:: CHALLENGE ::
Reproduce the items below verbatim, beginning at the line that contains "Practice: put a marker on each instance of the building" and stopping after the line that contains "Target: bare tree".

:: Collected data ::
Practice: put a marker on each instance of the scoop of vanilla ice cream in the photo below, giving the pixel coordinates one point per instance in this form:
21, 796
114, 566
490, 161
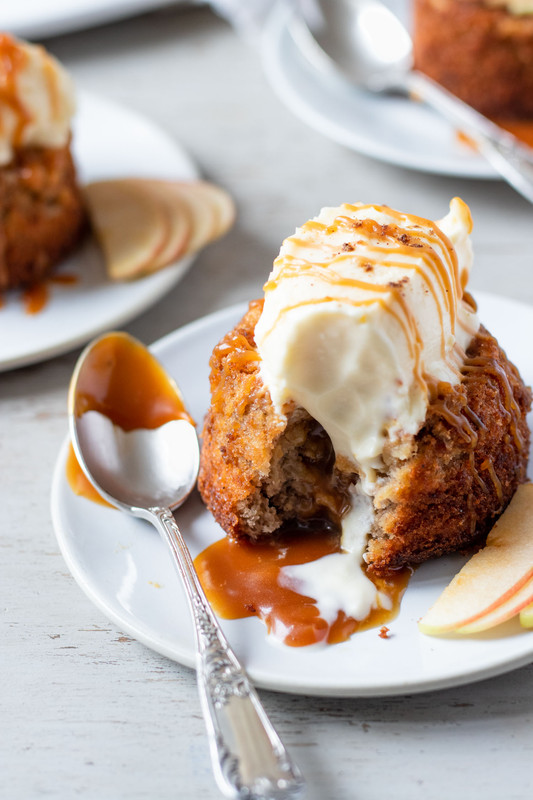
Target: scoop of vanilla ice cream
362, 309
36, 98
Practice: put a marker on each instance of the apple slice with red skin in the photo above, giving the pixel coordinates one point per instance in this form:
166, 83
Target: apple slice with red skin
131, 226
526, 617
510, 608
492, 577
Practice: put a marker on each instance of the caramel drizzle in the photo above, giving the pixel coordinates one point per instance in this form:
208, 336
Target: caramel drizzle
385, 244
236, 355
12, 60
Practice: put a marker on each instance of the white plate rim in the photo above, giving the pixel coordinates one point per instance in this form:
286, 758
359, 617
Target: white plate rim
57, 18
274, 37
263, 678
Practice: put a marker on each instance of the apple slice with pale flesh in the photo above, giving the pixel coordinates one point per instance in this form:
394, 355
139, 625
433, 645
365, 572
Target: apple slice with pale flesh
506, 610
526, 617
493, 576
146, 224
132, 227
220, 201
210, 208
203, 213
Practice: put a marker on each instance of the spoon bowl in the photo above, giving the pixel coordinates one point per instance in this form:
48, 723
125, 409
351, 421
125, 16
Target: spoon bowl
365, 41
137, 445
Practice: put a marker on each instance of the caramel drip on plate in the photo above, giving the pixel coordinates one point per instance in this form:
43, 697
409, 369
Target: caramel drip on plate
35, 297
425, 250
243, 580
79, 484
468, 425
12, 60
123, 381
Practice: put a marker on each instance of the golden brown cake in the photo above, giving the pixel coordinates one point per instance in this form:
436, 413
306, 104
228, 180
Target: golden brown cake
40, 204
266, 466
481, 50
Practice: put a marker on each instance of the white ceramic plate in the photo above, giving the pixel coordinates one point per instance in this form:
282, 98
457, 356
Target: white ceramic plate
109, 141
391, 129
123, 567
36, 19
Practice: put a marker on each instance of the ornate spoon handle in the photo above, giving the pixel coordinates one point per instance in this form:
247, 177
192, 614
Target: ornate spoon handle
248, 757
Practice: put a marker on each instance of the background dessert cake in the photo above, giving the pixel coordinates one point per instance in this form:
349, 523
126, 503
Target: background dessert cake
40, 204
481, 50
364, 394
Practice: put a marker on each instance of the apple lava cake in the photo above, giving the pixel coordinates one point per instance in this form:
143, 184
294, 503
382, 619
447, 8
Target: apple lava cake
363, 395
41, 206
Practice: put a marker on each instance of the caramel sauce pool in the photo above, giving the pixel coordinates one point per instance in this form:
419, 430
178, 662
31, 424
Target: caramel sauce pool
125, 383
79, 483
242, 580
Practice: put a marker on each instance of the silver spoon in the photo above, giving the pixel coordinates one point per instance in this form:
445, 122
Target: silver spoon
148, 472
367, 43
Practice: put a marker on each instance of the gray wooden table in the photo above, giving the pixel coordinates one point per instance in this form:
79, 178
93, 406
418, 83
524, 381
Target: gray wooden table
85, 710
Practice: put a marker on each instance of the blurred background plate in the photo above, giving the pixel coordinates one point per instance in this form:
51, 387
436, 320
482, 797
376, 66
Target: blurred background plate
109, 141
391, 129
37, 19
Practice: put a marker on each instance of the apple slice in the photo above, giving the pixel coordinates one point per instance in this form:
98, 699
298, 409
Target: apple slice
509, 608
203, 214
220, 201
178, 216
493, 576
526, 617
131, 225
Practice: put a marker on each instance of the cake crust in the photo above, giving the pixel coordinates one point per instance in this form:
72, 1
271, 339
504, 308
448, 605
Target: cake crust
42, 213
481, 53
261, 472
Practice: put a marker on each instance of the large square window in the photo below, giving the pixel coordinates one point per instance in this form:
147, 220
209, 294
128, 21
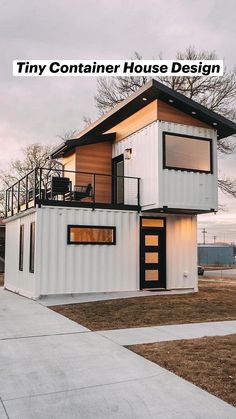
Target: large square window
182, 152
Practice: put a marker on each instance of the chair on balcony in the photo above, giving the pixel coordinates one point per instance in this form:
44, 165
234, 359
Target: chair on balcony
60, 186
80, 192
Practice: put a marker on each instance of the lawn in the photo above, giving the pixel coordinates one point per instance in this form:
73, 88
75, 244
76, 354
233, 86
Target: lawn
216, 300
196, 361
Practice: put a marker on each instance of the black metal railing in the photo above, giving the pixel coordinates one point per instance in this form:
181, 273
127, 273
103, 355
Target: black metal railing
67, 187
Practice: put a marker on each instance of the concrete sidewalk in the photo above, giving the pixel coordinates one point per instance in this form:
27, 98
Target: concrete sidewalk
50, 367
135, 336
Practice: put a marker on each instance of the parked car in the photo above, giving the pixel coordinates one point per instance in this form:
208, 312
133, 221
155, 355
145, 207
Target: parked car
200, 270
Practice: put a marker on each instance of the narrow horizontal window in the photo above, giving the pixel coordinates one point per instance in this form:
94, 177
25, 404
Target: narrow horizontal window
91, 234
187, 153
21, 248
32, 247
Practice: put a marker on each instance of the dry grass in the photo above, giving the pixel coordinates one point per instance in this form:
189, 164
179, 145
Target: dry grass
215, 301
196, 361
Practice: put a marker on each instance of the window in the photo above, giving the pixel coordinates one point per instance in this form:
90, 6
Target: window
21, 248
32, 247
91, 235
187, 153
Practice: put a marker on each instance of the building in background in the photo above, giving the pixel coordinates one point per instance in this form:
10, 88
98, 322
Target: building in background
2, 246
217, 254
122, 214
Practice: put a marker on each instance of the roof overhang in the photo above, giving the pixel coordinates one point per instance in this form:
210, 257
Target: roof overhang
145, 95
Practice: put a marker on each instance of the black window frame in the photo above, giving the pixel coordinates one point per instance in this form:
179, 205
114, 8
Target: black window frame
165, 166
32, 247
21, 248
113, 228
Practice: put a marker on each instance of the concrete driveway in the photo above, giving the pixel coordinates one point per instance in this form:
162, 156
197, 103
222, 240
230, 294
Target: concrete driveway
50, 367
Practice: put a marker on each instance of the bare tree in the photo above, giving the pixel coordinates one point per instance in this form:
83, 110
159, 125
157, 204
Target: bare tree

...

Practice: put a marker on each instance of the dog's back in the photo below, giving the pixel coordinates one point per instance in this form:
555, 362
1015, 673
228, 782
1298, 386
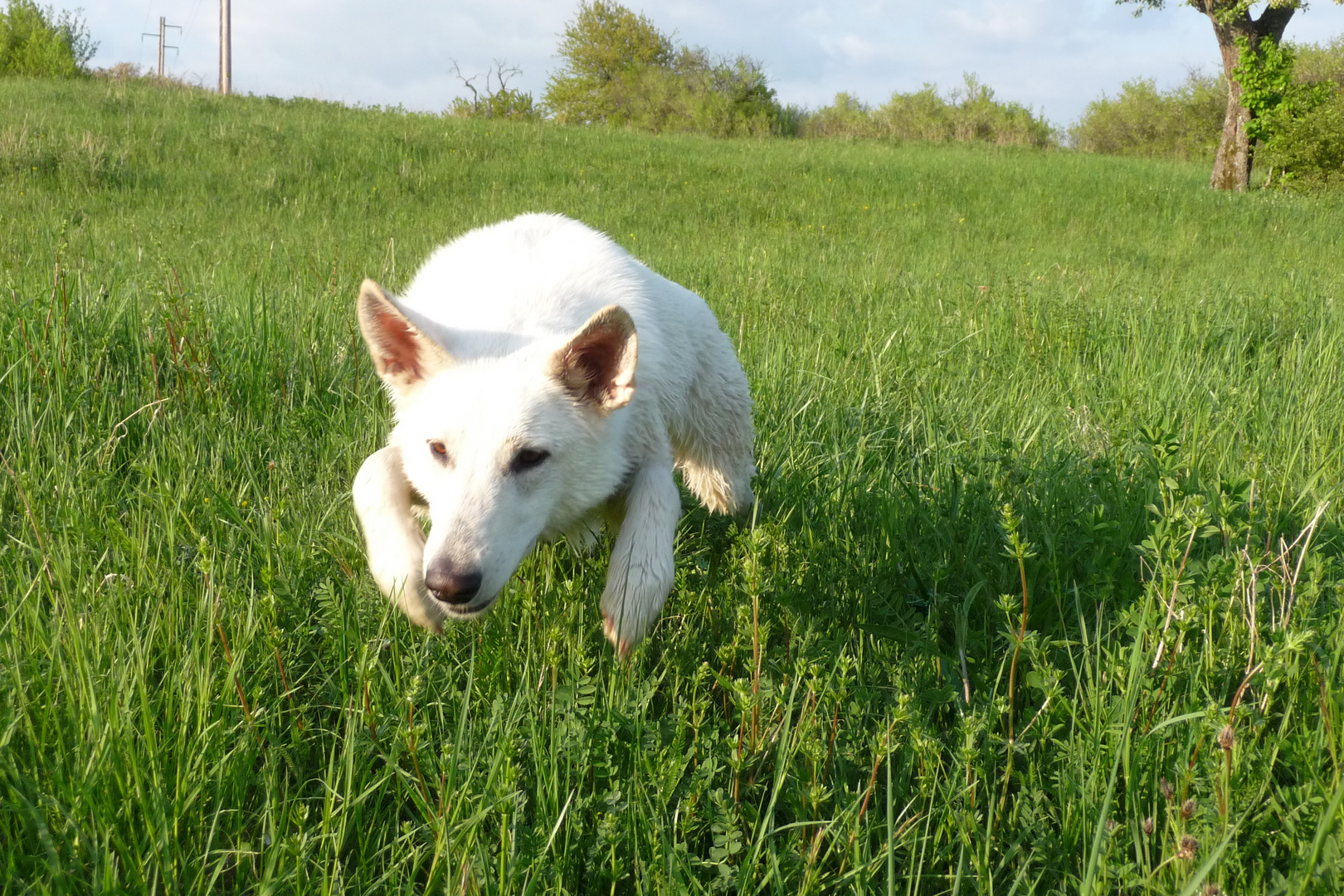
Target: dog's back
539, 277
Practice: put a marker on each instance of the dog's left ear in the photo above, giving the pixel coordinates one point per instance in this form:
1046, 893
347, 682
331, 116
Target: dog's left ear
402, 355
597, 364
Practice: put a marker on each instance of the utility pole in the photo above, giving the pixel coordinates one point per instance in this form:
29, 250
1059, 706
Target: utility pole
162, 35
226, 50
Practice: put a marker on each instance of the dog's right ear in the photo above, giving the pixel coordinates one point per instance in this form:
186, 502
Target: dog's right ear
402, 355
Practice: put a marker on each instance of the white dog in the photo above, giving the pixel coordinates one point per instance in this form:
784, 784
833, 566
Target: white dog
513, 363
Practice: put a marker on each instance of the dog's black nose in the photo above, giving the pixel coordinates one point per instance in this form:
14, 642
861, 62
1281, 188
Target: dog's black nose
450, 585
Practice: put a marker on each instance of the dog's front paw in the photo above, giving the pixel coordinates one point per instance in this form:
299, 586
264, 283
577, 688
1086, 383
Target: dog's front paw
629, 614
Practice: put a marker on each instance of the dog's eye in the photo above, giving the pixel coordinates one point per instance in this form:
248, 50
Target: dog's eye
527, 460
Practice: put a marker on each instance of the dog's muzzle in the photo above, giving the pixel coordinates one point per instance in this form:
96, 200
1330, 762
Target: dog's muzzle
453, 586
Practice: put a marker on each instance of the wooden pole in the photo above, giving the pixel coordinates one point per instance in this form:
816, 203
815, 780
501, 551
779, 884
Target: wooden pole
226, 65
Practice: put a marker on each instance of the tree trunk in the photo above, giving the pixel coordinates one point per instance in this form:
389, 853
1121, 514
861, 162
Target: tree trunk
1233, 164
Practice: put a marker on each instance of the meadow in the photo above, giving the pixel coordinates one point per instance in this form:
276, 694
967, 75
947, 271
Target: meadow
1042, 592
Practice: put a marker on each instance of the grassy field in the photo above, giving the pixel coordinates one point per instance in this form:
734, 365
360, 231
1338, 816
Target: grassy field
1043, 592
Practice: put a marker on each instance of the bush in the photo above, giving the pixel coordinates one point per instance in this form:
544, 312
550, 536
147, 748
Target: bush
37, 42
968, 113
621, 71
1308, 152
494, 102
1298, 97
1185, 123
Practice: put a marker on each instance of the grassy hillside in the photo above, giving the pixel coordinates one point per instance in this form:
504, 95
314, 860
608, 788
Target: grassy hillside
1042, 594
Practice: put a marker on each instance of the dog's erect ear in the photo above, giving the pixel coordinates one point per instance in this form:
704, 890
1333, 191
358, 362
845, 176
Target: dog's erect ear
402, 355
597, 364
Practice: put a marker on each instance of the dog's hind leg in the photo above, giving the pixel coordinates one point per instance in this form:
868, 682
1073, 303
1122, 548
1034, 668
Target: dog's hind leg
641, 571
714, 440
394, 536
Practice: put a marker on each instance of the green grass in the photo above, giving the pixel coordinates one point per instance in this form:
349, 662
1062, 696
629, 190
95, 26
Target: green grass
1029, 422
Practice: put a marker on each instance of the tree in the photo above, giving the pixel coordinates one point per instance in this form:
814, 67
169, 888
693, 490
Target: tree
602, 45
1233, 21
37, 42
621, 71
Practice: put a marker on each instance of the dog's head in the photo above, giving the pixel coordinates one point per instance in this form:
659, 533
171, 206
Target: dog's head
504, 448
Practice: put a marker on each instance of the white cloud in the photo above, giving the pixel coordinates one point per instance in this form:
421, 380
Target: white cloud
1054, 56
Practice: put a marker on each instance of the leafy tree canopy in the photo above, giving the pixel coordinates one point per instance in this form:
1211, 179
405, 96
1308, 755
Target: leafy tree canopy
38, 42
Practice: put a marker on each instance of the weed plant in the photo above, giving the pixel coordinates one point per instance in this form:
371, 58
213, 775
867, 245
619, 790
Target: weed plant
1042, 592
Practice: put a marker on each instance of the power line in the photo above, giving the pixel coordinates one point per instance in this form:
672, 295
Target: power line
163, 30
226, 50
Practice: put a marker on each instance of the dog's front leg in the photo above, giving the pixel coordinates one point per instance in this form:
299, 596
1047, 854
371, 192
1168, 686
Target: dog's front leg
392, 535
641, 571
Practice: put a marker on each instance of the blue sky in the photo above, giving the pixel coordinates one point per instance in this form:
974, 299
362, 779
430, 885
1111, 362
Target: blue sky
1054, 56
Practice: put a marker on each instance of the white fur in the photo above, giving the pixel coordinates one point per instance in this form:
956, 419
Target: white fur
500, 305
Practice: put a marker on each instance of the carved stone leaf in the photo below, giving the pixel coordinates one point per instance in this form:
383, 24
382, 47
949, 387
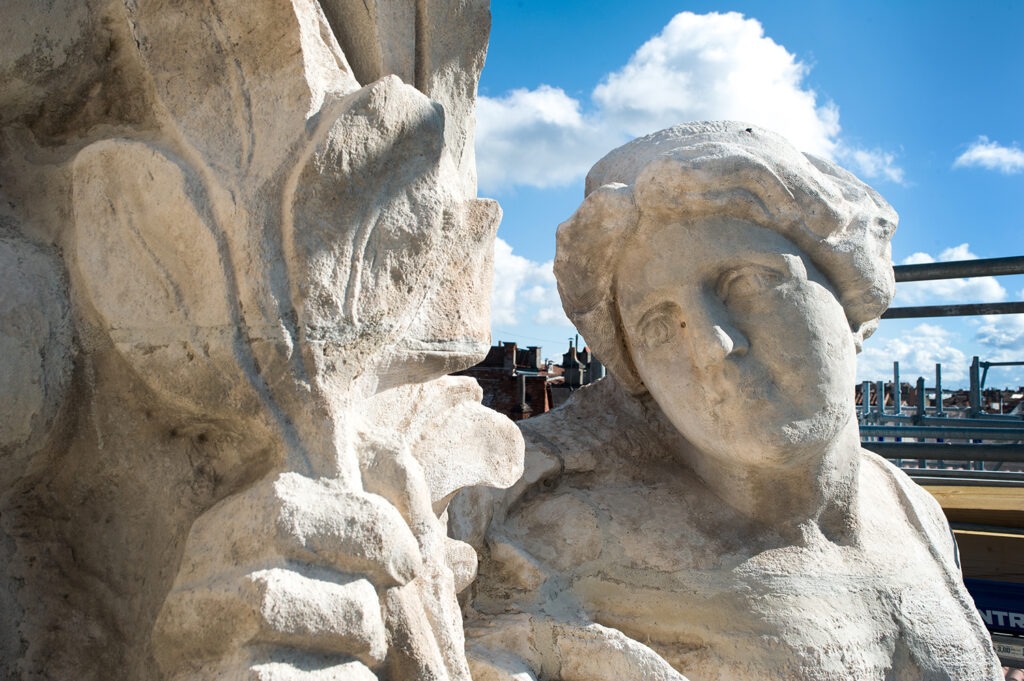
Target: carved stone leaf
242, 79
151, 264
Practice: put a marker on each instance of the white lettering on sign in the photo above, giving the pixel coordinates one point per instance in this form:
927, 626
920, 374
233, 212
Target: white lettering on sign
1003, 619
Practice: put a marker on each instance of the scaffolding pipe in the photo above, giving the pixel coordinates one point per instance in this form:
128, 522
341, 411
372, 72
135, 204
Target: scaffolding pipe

:: CORRECT ANSWER ::
Practice: put a marker on each instance of the building in background in the photo above, giving the pixel coordinates one point per instance in this form:
10, 88
98, 322
Target: building in background
2, 246
217, 254
122, 214
Practice: put a marker on each instance of the roof overhang in the photo above, giving the pixel coordinates one point per instance in this form:
210, 257
Target: roof overhang
145, 95
Practice: put a marker on each instance of the black window frame in the photo above, giving the pixel coordinates one point per instance in this form:
179, 205
114, 8
Target: black window frame
165, 166
32, 247
21, 248
113, 228
Practice: put a marker on each instance of the concrete driveway in the photo above, giving the pixel coordinates one point per instance in this form:
162, 156
197, 103
222, 240
230, 294
Target: concrete driveway
50, 367
Practice: put a marker on each instance of the bare tree in the photo above, giving the pixel coordinates one point per instance in this form:
83, 110
159, 125
157, 204
Target: bare tree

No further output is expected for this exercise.